### INSTRUÇÕES DAS TAREFAS
1) De acordo com o texto sobre as ideias de Soros, qual acordo deu início ao sistema cuja derrocada estaríamos assistindo?
2) Indique se cada afirmação concorda com o texto sobre as ideias de Soros, respondendo sim ou não e citando as palavras do texto que decidem a questão.
(a) Soros acredita que a democracia é menos sujeita à corrupção que as ditaduras.
(b) A China aderiu à Escola de Chicago.
(c) Os EUA e a Inglaterra lideraram a desregulação do sistema bancário desde os anos 70.

Agora vou tentar resumir o quadro geral do estado de coisas descrito por Soros: os EUA e a Inglaterra capitanearam, desde os anos 70, a desregulação do sistema bancário e a globalização do capital. A crença na desregulação é um erro decorrente da falácia iluminista. Os grandes bancos descobriram que os Estados nacionais não podem deixá-los quebrar, por isso fazem todo tipo de imprudência, certos de que os governos irão financiá-los depois. Além disso, o capital passeando pelo mundo tornou possível os lobistas comprarem os líderes políticos. Tão logo são eleitos, os líderes traem seus eleitores, porque devem sua lealdade aos lobistas que o compraram de maneira corrupta, ou que bancaram as caríssimas eleições. Ao contrário do senso comum liberal, portanto, Soros não crê que a democracia em si mesma é menos sujeita à corrupção que ditaduras. Se antes a democracia servia para dar liberdade de expressão e fiscalizar o governo, agora, com o capital concentrado livre para circular pelo mundo, o povo não consegue mais exercer qualquer tipo de peso em seu próprio país. E não é só a democracia que sofre; a universidade e a medicina também, porque são compradas por lobistas.

A boa notícia (para nós) é que esse estado de coisas é insustentável. Para Soros, estamos assistindo à derrocada de um sistema iniciado com o Acordo de Bretton Woods, na II Guerra, que deu aos EUA o controle monetário global. A derrocada ocorre agora porque o próprio dólar está em crise e os EUA avacalharam a própria moeda nesse sistema capitalista desregulado no qual os bancos têm que ser salvos. Assim, a China, que não aderiu à Escola de Chicago, se manteve um país muito mais estável economicamente. O mundo deixaria de ser unipolar (com os EUA sendo o polo único) e passaria a ser multipolar (o jargão é esse mesmo.).

### DADOS ARMAZENADOS
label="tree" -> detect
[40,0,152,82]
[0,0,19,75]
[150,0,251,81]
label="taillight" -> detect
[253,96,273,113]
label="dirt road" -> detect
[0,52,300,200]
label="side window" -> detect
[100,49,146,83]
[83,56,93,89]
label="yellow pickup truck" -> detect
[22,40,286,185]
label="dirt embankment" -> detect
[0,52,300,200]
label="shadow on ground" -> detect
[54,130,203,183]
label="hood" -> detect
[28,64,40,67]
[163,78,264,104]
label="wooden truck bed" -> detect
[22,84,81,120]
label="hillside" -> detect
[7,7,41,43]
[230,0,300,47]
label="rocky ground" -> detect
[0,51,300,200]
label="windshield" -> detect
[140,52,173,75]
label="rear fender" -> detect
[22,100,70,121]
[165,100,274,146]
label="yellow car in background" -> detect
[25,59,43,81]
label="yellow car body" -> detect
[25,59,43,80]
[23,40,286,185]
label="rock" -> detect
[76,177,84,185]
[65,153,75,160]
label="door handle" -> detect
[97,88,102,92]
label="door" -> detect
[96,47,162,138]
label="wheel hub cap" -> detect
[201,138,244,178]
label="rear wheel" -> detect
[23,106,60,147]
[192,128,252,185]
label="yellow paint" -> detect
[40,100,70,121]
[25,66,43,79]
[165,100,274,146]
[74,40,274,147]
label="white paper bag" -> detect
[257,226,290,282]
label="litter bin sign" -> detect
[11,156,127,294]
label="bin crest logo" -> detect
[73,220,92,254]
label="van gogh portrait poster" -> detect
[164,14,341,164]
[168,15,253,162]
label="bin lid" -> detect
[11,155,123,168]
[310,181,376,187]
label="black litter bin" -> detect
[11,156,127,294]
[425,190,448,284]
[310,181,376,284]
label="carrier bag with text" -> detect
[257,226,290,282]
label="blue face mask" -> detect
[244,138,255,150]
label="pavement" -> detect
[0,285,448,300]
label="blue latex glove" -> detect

### RESULTADOS POR TAREFA
1) O Acordo de Bretton Woods, que deu aos EUA o controle monetário global.

2)
(a) Não: "Soros não crê que a democracia em si mesma é menos sujeita à corrupção que ditaduras".
(b) Não: "a China, que não aderiu à Escola de Chicago".
(c) Sim: "os EUA e a Inglaterra capitanearam, desde os anos 70, a desregulação do sistema bancário".